(Page text):
--- START ---
In a recent law review article, I argued that the push to move beyond originalism, a push in many ways led by Adrian Vermeule, is a response to originalism moving beyond conservatism. After reading Common Good Constitutionalism, however, I realize that I may have been wrong. While many of Vermeule’s followers may be abandoning originalism for this reason, it does not appear to be the case with Vermeule. To be sure, it may appear that Vermeule is stepping over progressivism because he is stepping over the American tradition. But the book suggests a different story—that Vermeule is stepping over progressivism because he is stepping over America.
This is perhaps most glaring in his discussion of federalism and state sovereignty, both of which Vermeule puts in quotes and refers to as “so-called” features of our constitutional system. Instead of viewing federalism and state sovereignty for what they represent in the American tradition—that is, the defining issues of 1787—Vermeule sees these features as mere expressions of “subsidiarity,” a term more closely associated with the Catholic Church than the American constitutional order.
Similarly, Vermeule uses Carl Schmitt’s legal philosophy as the basis for understanding American federalism. According to Vermeule, “the right lens for understanding subsidiarity is the state of exception,” a term that Schmitt developed to explain how law operates in exceptional circumstances that cannot be fully captured by legal norms. While Schmitt’s theory has much to offer legal philosophers, and scholars like Giorgio Agamben have insightfully applied this concept to the War on Terror, I do not think it can be so readily applied to American federalism, which from the start was based on a concept of “dual sovereignty.”
The breadth of Vermeule’s “state of exception” is fully on display in his discussion of Gonzales v. Raich (2005). For many conservatives, this should have been an easy case for state sovereignty, with California exercising its constitutionally guaranteed police powers to permit the medicinal use of marijuana. But Vermeule argues that Raich was an easy case against state sovereignty, for this was, in Vermeule’s words, “a case in which a subordinate jurisdiction had attempted to arrogate to itself, in effect, the power to change national policy concerning a highly controversial drug.” California’s policy, therefore, represented “a failure of subsidiarity,” thereby necessitating the federal government’s intrusion into the state’s regulation of intra-state, non-economic activity.
--- END ---
(Exercise instructions):
- A) In the passage on Vermeule's book, what term does Vermeule treat federalism and state sovereignty as mere expressions of?
- B) Do these statements agree with the passage on Vermeule's book? (i) Vermeule puts federalism and state sovereignty in quotes. (ii) Vermeule treats Gonzales v. Raich as an easy case for state sovereignty. (iii) Giorgio Agamben has applied the state of exception to the War on Terror. Answer yes or no for each, quoting the words that decide it.
- C) Write the next part of the passage on Vermeule's book, starting after its last sentence.

(Listed records):
--- START ---
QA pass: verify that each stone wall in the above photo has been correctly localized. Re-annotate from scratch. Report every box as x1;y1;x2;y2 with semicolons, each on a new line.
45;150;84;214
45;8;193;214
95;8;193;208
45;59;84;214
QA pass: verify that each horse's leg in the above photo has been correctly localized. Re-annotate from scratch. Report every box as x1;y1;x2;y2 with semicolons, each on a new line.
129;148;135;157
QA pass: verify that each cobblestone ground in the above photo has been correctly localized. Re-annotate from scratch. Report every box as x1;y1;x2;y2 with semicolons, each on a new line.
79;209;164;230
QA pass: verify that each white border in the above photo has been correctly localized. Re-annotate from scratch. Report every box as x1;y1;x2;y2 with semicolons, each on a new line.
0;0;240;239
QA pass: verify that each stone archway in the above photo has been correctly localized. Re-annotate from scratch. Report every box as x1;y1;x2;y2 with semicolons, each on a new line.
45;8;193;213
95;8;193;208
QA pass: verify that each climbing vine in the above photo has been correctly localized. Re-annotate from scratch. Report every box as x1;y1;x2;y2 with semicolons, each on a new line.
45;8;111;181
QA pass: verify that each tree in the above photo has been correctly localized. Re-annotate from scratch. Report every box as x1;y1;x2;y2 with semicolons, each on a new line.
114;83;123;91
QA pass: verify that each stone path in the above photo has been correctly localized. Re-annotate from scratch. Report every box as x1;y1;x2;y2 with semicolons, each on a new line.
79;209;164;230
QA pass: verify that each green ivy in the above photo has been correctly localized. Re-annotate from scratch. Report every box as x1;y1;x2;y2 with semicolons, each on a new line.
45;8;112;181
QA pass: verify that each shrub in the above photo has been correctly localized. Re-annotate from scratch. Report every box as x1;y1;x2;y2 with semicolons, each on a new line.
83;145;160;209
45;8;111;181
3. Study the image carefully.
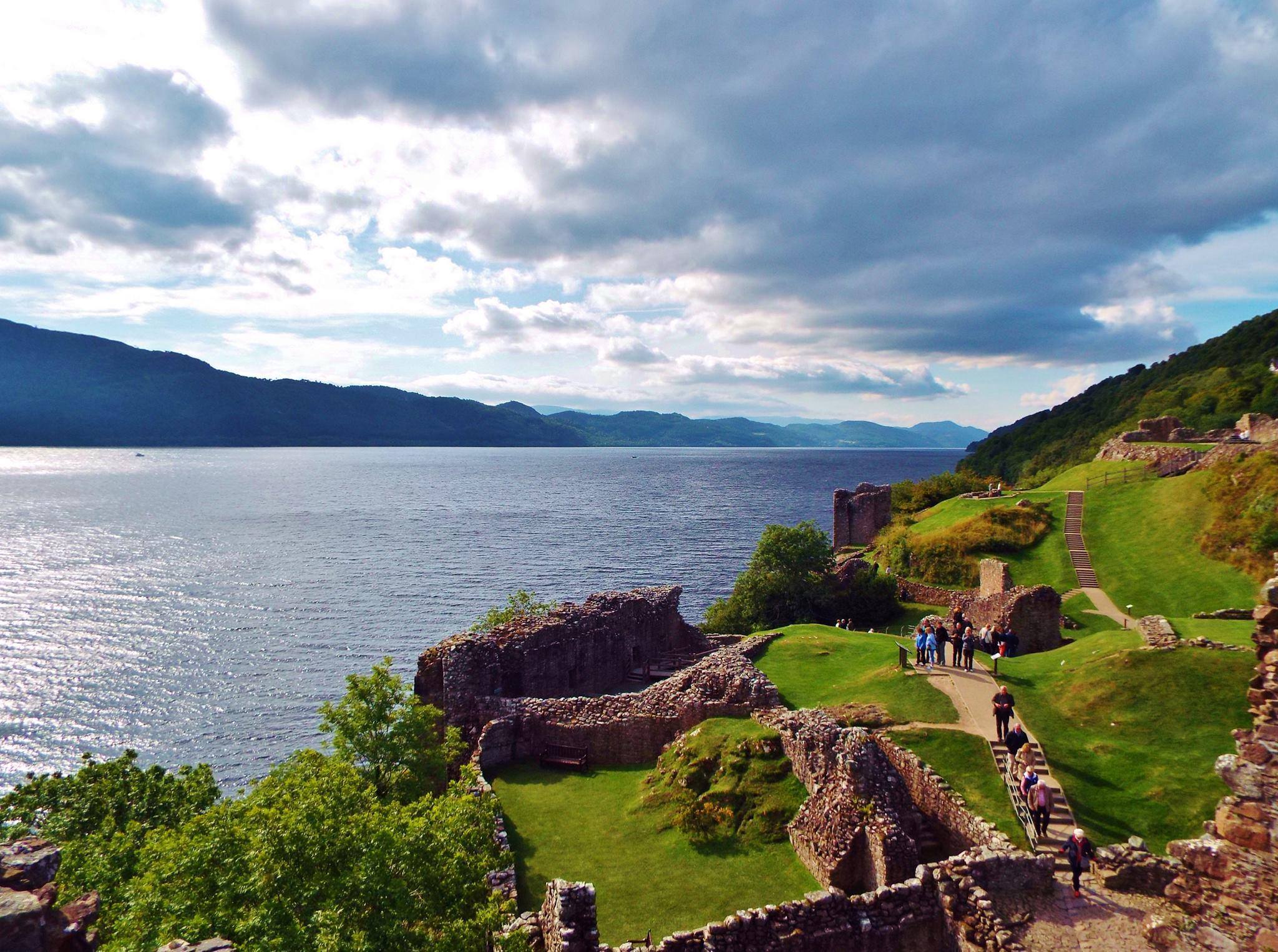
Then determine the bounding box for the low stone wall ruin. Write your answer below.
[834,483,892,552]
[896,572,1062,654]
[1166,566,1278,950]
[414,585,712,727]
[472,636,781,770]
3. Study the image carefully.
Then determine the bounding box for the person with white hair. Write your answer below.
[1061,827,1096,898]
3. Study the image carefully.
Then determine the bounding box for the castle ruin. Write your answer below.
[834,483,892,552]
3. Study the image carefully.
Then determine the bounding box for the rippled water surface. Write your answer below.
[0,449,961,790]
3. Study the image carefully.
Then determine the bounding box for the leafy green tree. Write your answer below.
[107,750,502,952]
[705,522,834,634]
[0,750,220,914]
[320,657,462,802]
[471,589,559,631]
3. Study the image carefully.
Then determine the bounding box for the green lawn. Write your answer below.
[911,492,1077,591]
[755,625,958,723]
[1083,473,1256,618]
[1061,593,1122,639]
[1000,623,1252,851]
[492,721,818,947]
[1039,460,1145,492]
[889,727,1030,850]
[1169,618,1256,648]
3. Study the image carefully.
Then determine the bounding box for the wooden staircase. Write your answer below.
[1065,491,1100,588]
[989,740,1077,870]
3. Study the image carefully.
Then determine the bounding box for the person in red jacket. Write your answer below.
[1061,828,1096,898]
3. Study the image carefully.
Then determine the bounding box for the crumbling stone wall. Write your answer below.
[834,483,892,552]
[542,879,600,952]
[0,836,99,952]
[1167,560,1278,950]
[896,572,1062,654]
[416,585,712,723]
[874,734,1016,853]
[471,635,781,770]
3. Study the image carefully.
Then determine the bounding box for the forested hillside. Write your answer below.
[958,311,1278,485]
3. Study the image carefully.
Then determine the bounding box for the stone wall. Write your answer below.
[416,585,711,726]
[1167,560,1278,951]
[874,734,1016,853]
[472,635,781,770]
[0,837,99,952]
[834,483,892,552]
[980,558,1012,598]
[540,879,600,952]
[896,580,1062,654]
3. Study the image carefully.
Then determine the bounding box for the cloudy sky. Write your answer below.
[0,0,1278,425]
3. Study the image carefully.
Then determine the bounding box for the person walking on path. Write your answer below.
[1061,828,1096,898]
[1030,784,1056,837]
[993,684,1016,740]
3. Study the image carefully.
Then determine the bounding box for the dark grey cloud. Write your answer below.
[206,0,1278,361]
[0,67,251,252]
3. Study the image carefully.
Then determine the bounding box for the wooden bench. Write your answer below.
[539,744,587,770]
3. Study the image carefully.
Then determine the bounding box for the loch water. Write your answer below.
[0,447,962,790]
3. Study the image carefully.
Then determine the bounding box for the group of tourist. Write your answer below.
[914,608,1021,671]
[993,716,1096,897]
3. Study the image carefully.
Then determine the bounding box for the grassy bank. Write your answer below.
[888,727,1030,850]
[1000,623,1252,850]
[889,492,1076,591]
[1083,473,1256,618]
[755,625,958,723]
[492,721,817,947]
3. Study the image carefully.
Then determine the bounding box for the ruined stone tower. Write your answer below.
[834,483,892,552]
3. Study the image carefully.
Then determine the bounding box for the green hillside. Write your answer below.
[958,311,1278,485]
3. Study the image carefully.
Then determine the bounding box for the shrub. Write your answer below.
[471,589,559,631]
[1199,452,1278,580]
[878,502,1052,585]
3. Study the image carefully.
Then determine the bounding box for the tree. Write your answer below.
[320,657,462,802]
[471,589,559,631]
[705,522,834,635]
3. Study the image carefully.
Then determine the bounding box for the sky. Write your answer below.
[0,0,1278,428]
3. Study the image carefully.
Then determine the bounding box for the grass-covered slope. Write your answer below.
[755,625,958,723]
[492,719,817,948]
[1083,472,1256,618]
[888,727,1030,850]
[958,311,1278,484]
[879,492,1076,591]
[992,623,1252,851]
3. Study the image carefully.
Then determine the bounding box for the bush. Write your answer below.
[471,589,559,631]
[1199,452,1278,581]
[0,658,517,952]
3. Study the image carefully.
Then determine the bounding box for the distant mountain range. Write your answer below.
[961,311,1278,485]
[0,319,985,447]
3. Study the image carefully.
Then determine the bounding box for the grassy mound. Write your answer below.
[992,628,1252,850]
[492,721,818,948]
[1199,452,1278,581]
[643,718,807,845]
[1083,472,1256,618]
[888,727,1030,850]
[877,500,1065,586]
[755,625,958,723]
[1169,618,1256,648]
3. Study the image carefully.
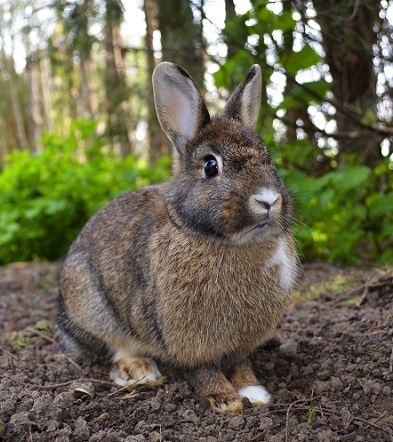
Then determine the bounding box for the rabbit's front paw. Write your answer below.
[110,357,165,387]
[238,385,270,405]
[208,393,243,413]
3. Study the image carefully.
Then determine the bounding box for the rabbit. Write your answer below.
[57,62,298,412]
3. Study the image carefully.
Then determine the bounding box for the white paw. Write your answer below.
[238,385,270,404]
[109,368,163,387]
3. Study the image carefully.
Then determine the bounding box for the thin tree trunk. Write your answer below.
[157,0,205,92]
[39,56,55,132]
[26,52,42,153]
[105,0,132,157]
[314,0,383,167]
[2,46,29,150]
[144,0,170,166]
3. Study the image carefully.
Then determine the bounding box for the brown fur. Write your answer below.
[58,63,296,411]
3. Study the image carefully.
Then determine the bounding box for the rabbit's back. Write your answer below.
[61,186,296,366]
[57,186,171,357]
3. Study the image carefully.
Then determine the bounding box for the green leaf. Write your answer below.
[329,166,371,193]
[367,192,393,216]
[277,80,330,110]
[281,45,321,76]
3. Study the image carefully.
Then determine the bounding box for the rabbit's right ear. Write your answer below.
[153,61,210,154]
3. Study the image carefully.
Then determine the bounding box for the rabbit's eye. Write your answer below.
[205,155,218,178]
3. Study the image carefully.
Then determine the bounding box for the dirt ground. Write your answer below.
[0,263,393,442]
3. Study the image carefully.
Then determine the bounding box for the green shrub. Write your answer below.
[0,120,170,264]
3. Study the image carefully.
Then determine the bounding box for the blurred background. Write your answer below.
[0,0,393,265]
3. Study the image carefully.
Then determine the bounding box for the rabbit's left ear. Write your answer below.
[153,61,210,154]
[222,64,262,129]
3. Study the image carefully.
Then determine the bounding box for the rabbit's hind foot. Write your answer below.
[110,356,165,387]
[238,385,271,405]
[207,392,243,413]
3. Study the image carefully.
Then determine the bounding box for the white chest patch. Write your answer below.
--- END ---
--- START ---
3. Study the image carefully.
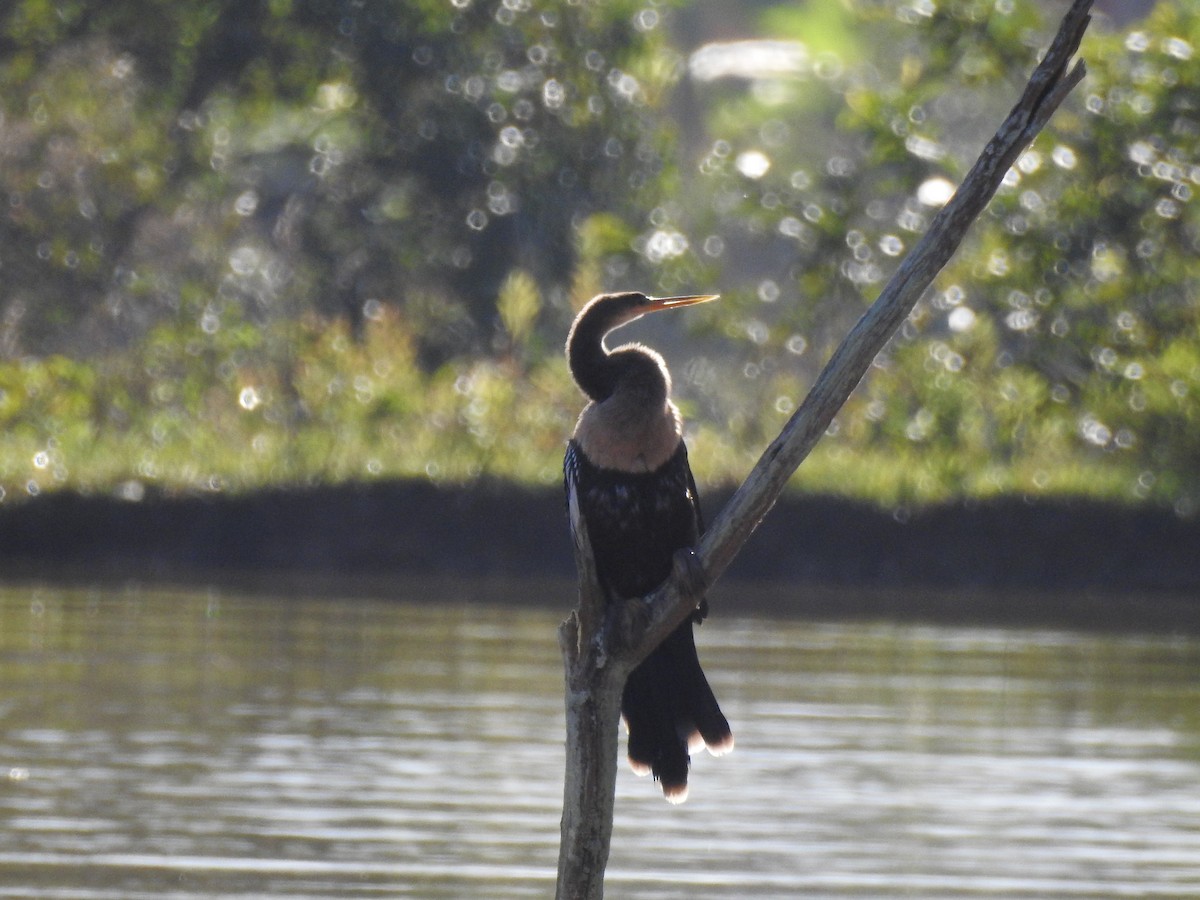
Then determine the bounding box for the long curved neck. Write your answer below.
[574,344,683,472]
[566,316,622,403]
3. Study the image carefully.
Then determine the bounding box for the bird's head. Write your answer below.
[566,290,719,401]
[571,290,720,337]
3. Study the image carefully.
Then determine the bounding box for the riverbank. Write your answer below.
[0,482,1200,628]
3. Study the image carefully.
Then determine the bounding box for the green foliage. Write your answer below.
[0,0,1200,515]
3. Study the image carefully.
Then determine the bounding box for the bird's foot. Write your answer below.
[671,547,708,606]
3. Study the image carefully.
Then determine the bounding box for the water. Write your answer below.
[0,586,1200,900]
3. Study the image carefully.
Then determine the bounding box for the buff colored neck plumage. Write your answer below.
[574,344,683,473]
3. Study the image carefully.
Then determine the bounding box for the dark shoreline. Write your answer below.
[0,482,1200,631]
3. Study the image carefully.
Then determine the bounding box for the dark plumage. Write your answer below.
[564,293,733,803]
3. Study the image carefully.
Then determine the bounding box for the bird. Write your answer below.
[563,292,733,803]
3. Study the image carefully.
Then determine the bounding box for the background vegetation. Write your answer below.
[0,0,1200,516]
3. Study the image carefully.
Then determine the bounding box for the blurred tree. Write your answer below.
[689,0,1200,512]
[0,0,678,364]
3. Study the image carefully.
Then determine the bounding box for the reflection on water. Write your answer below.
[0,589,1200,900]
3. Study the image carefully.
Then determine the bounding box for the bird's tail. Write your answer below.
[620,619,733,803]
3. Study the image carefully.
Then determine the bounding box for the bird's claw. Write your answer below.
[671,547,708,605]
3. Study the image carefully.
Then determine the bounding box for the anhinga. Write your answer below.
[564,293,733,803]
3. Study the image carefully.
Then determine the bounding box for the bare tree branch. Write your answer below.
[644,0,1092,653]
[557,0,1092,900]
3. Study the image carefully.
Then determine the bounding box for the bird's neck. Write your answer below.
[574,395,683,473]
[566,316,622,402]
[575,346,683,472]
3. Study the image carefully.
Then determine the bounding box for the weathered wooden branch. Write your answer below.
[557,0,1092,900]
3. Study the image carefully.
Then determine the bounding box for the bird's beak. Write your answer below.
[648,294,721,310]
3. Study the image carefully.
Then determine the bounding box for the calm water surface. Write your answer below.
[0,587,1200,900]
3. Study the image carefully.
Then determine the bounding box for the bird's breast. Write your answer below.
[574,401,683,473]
--- END ---
(Results for each task):
- A) Subsidiarity.

- B)
(i) Yes: "both of which Vermeule puts in quotes and refers to as “so-called” features of our constitutional system."
(ii) No: "Vermeule argues that Raich was an easy case against state sovereignty."
(iii) Yes: "scholars like Giorgio Agamben have insightfully applied this concept to the War on Terror."

- C)
Vermeule’s rejection of the American tradition leads to bizarre claims about federalism. For example, he rejects federalism on the ground that “governance at the scale of a state like California or Texas is not meaningfully different, from the individual’s perspective, than continent-wide governance.” But in making this statement, Vermeule overlooks the most important feature of federalism: You can leave the state much more easily than you can leave the continent. That is “meaningfully different, from the individual’s perspective.”
Likewise, Vermeule observes that “there is no meaningful local community at the level of New York State.” But he ignores that the towns throughout the Empire State lack community precisely because of the judge-led centralization that Vermeule endorses. Indeed, had the Supreme Court not incorporated the Bill of Rights to constrain the states, the Town of Greece would have been free to have communal prayer, without having to find a Wiccan priestess to satisfy five elite lawyers in Washington D.C.
Federalism is central to the American tradition, not because the arbitrary boundaries of the individual states have intrinsic value, but because confederated governance promotes an essential feature of the common good—a common people. Vermeule wishes for federal judges to impose the common good on an uncommon people, and in that sense, Vermeule is just like the progressive living constitutionalists and libertarian originalists he condemns.
The tragedy of all the squabbling over originalism and common good constitutionalism is that the conversation we should be having, on how and indeed whether we can preserve the Republic, is lost in the process.